• **Stated task 1**
Render the rows below, from the start of the rows up to and including the line that contains "[442,598,861,768]", as a Markdown table with the columns No. and Line. Skip blank lines and leave out the pictures.

• **Text provided**

────────

# pull start leak shield



## 30backs (Feb 23, 2009)

i have a 07 750 and ive been worried about water getting in the pull start is this something to be concerned with and if so who makes a shield are how do i?


----------



## usmctadpole (Feb 23, 2009)

when it gets it dont worry it goes no where but if you want put some rtv around it and then some on the pull cord and you will be fine


----------



## Bootlegger (Dec 18, 2008)

I seen an 06 Model Brute with an 08 pull starter cover in it...atleast that is what the guy said.....Is that really possible or was he shooting me a line of BS??? I haven't even thought about it or even looked into it...LOL!


----------



## HeadC1 (Feb 11, 2009)

I have one on my 07. To me it is something to worry about, the pull start fills with mud, wears out the seal and then your exposing your crankcase to mud and water. You can order one for an 08 from your local dealer or online at any of the oem places for cheap.

────────

• **Input data**
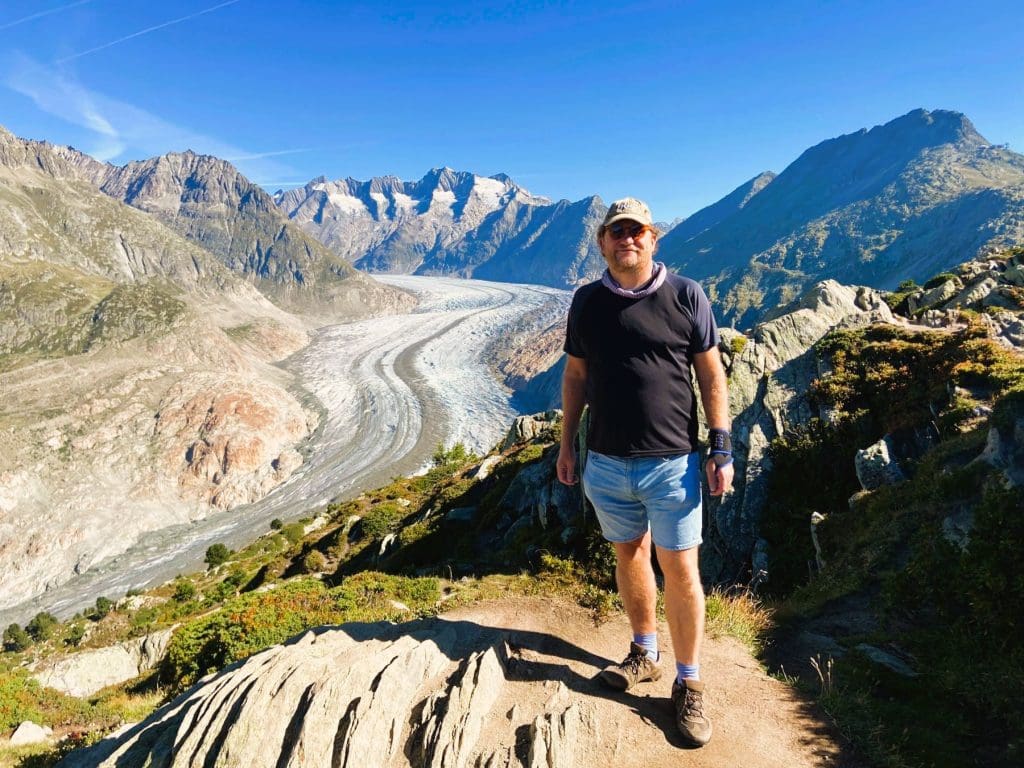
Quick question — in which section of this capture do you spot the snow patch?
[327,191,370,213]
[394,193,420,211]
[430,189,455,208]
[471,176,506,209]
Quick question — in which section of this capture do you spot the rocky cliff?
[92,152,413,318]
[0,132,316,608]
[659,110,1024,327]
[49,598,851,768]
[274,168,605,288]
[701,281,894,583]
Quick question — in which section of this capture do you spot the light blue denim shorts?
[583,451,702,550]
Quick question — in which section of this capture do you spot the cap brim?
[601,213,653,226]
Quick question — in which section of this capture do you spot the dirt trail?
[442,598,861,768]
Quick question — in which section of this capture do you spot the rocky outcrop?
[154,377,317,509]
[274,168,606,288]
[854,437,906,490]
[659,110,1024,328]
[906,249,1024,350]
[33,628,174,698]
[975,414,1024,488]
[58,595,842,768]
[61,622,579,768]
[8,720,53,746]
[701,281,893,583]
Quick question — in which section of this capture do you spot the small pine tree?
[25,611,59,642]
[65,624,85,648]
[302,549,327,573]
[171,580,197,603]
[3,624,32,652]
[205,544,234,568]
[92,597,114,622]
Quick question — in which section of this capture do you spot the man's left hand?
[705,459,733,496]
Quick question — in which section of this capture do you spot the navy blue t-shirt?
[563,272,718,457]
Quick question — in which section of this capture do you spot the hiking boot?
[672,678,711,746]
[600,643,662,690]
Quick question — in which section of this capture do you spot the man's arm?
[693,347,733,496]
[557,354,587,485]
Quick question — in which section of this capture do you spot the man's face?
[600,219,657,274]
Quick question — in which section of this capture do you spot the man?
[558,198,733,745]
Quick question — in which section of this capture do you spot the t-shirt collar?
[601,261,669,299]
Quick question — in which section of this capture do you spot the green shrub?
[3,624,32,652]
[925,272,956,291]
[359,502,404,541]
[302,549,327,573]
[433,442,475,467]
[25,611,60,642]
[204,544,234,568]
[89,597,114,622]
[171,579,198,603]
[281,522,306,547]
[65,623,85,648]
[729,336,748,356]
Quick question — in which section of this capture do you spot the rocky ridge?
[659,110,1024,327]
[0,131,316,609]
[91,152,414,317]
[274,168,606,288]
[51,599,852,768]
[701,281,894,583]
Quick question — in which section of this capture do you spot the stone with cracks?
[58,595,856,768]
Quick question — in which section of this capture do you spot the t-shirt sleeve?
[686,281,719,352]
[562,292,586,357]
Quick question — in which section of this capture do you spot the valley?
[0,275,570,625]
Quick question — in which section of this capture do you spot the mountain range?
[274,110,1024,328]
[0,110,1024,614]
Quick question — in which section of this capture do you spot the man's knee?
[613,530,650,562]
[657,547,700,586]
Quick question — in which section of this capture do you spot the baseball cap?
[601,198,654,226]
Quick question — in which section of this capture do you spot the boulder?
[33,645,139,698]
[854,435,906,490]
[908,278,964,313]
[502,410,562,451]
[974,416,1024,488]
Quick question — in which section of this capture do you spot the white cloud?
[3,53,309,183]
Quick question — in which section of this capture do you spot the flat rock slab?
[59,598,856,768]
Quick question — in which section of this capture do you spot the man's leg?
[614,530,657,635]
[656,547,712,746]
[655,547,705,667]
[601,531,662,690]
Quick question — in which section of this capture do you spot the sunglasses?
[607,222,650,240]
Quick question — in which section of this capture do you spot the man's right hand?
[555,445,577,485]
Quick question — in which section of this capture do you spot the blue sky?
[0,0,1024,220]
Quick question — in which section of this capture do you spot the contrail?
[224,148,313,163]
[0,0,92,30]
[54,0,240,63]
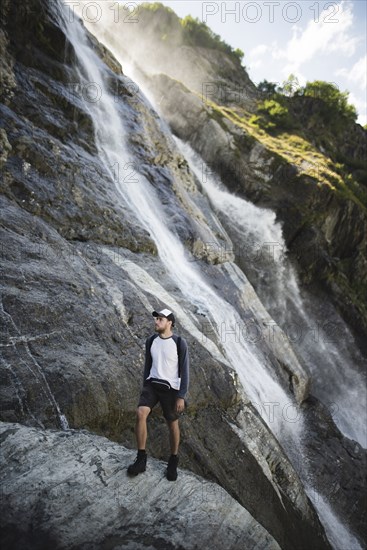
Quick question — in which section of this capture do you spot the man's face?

────────

• **Stated task 2**
List every username that posted in the forum thread about the pull start leak shield.

• **Complete answer 1**
| No. | Line |
|---|---|
| 1 | Quick question — in which section of this capture do you spot the snow patch? |
| 2 | [327,191,370,213] |
| 3 | [394,193,420,211] |
| 4 | [430,189,455,208] |
| 5 | [471,176,506,209] |
| 6 | Quick question — in which section of this capture do you spot the rocky cliff? |
| 7 | [92,152,413,318] |
| 8 | [0,132,316,608] |
| 9 | [659,110,1024,327] |
| 10 | [49,598,851,768] |
| 11 | [274,168,605,288] |
| 12 | [701,281,894,583] |
| 13 | Quick question — in which section of this capture do you spot the light blue denim shorts? |
| 14 | [583,451,702,550] |
| 15 | Quick question — in which section of this capture do you spot the cap brim? |
| 16 | [601,213,653,226] |
| 17 | Quick question — in which section of this capture do you spot the dirt trail? |
| 18 | [442,598,861,768] |

• **Complete answer 2**
- 30backs
- usmctadpole
- Bootlegger
- HeadC1